GOAL =
Reproduce each of the following records line for line, without changing anything.

Records from a point-labeling set =
>>

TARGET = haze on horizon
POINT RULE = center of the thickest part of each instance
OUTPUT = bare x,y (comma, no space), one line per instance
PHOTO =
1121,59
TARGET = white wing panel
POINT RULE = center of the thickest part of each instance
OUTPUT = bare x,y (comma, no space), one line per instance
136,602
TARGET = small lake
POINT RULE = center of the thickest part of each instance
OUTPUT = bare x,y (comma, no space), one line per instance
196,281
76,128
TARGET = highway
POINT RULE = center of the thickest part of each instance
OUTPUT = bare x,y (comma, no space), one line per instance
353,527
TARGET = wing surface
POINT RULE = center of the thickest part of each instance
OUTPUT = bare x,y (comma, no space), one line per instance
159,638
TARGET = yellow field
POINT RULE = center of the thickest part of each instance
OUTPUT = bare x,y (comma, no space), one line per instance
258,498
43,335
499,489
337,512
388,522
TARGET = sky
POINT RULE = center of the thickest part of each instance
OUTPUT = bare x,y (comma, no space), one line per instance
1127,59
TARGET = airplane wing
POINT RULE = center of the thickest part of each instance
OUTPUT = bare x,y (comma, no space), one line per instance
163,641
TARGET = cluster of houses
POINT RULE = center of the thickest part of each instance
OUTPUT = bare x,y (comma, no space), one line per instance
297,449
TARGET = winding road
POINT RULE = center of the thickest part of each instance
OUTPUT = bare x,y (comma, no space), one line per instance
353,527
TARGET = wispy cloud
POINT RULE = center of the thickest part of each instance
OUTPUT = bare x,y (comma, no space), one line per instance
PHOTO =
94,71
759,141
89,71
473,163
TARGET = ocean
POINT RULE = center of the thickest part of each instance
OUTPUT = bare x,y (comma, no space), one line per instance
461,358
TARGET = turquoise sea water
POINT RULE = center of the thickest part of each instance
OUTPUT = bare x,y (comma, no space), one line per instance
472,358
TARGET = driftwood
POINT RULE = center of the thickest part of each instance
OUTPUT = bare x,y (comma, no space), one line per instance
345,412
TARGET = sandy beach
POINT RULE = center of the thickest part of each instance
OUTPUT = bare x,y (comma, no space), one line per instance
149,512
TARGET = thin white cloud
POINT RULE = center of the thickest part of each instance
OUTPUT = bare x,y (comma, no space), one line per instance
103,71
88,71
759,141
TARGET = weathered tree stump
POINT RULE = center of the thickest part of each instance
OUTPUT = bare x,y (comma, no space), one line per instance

<<

CORRECT OUTPUT =
TARGET = haze on horizon
POINT RULE = center of the thickest part of each instance
OUTPUT = bare x,y (comma, no space), one line per instance
PHOTO =
1121,59
TARGET = white wing panel
POINT RULE = center of the thickest part of each instance
OUTPUT = bare x,y (comma, no space), one line per instance
136,602
TARGET = small lake
POINT RULE = center of the thickest part of each instance
OUTPUT = bare x,y (comma, no space), one line per instance
196,281
76,128
TARGET = highway
POINT RULE = center of the thickest part of each instance
OUTPUT = bare x,y (comma, no space), one line per instance
353,527
TARGET = wing surface
POINT RULE = center of the thickest part of each instance
OUTPUT = bare x,y (comma, no space), one line per instance
159,638
TARGET = yellow field
POINT RULE = center of the thickest part of each instance
OUTPUT = bare x,y (comma, no space), one line per instance
258,498
43,335
499,489
337,512
388,522
TARGET = sky
POINT RULE = center of the thickest part of each instance
OUTPUT = bare x,y (comma, no space), one line per instance
1127,59
TARGET = airplane wing
POINT RULE = center of the thickest part of each instance
OUTPUT = bare x,y (comma, no space), one line per instance
163,641
TARGET = cluster of houses
POINT RULE = center of the thickest part of each instance
OUTPUT = bare x,y (comma, no space), one line per instance
297,449
TARGET = winding road
POINT RULE = center of the thickest part of each instance
OUTPUT = bare x,y (comma, no space), one line per instance
353,527
TARGET = wispy cloud
POINT RULE = center of the thickest part of each instance
OUTPUT = bare x,y (comma, no space), one line per instance
PHOTO =
94,71
759,141
89,71
473,163
TARGET = ocean
POINT RULE = center of the thickest part of each instance
OUTPUT = bare x,y (comma, no space), one line per instance
461,358
TARGET = turquoise sea water
POINT RULE = center of the thickest part of each instance
OUTPUT = bare x,y (comma, no space), one line per instance
472,358
TARGET = driftwood
POINT RULE = center of the thickest part of each instance
OUTPUT = bare x,y (comma, no space), one line per instance
345,412
TARGET = sandy beach
POINT RULE = center of the thickest part of each instance
OUTPUT = bare x,y (comma, no space), one line per instance
149,512
TARGET = thin white cloud
POINT RULE = center of the thickest part of each instance
OUTPUT = bare x,y (comma, no space), one line per instance
103,71
88,71
759,141
TARGET = weathered tree stump
POINT RULE = center of the thickest part of each instance
OUTPUT = bare x,y (comma, no space), one line per instance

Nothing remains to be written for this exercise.